*** DATASET EXTRACT

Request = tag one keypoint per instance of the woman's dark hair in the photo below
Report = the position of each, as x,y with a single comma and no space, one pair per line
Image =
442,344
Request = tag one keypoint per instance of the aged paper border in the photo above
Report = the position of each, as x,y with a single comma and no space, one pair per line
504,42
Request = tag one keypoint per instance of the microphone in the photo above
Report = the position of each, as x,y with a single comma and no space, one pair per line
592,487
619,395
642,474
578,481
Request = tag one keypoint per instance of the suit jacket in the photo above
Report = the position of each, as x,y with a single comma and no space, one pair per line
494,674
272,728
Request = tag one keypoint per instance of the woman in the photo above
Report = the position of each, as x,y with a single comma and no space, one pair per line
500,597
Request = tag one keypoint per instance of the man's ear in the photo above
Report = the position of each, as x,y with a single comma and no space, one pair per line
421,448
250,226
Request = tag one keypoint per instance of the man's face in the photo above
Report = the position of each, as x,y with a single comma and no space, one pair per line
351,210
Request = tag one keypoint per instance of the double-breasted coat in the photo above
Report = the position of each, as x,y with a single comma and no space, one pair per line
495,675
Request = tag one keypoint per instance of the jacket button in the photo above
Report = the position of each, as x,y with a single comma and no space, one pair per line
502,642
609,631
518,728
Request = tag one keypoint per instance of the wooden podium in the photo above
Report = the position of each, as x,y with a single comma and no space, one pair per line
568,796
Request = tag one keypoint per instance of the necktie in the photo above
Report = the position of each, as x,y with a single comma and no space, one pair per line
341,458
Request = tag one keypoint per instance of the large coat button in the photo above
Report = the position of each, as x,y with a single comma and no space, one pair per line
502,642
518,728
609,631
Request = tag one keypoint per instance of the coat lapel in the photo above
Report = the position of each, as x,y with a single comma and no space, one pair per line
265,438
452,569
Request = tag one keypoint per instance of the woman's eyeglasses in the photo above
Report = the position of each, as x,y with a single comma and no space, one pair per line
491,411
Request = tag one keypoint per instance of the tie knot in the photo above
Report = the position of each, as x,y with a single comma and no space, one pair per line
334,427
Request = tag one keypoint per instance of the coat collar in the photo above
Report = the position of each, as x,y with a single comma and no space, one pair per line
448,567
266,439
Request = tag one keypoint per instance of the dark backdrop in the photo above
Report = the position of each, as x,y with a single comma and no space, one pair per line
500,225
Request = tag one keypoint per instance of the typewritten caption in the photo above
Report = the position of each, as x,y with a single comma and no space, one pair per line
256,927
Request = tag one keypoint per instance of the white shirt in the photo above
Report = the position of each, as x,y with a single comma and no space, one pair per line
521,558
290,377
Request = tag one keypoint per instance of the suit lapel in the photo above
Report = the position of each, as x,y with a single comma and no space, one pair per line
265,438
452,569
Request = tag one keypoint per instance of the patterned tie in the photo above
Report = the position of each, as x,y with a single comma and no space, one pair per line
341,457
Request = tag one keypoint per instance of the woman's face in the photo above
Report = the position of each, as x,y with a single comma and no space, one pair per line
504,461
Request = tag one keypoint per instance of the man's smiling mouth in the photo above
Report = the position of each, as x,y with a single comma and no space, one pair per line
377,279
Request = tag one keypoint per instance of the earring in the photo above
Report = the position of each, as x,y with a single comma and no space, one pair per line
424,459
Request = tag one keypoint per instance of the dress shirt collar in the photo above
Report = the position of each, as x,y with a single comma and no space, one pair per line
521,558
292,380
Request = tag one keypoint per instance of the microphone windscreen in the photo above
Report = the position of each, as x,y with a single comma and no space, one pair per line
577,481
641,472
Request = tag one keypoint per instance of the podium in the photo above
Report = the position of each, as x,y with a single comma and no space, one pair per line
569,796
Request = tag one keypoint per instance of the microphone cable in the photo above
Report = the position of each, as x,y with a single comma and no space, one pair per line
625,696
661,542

******

TASK INSTRUCTIONS: Set down exactly, and only, the lines from the one containing "Request = tag one keypoint per instance of the white" to the final line of the data.

WRITTEN ANSWER:
Request = tag one keypoint per instance of the white shirt in the photo above
Report = the position of each, as x,y with a single comma and no space, one pair per line
521,558
290,377
Request = tag one keypoint per instance of the suit lapel in the photo above
Report = the position of each, as x,y with a single comma and no space, one pair per line
265,438
452,569
Request = tag one keypoint per instance of the patterned tie in the photo above
Report = the position of each, as x,y with a single comma and no space, one pair per line
341,457
Request = tag one keypoint per instance of the woman's face in the photo above
Report = the position of each, as x,y with a single comma and no space, one pair per line
504,461
Request = tag one keypoint per instance of the man's smiling mouth in the photo above
Report = the position of each, as x,y with a single comma and no space, one pair per line
377,279
Request = tag one keypoint per instance of the earring in the photo above
Report = the position of each, as x,y with a single comma and no space, one pair per line
424,459
Request = tag one keypoint per instance of the dress shirt collar in the photo above
Report = the position of each, as x,y with a single comma and no space, one pair per line
521,558
292,380
Request = tag one keypoint per instance of the microphone windscreen in the photo above
Report = the position of each, as x,y with a single comma and no space, one pair per line
577,481
641,472
Request = tag one keypoint per instance of the podium in the photo above
Report = the position of each, as x,y with a single comma and no space, one pair per line
569,796
Request = tag one keypoint per instance of the microphone cable in the photo above
Report = the position of each, as x,y with a single comma and no space, one pair per line
625,696
661,542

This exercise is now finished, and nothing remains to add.